### WHAT TO WORK ON:
Your whole reply should be the lines from the one that contains "Where in the photo above can the candle" through the last line of the listing, copied exactly.
-- -- --
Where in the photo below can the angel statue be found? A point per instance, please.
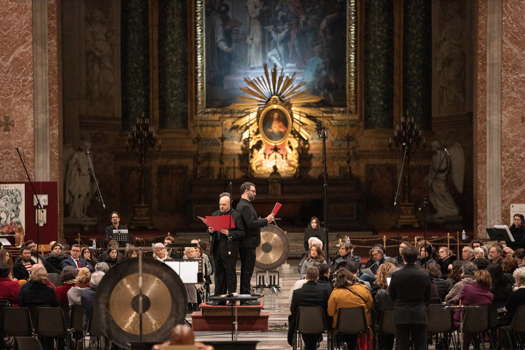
(447, 164)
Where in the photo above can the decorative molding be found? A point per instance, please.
(494, 40)
(41, 91)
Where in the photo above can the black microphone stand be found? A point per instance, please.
(39, 206)
(92, 169)
(321, 131)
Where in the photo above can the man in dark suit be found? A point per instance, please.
(225, 247)
(311, 293)
(252, 233)
(75, 260)
(410, 291)
(115, 225)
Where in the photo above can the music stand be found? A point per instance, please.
(500, 233)
(232, 299)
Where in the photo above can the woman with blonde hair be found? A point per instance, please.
(36, 292)
(81, 283)
(349, 292)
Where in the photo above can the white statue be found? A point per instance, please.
(254, 38)
(447, 163)
(78, 184)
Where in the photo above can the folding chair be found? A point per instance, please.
(312, 320)
(350, 321)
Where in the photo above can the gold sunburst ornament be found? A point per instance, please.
(275, 118)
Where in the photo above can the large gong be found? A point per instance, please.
(117, 302)
(272, 252)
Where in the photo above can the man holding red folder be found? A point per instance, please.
(252, 236)
(226, 234)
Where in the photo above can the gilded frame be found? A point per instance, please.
(262, 116)
(352, 65)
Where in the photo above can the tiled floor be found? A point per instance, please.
(279, 308)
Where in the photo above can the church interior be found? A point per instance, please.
(382, 121)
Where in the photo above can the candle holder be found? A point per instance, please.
(142, 140)
(407, 137)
-- -- --
### EXERCISE RESULT:
Where in the photo above can the candle holder be found? A point per instance, please.
(142, 140)
(407, 137)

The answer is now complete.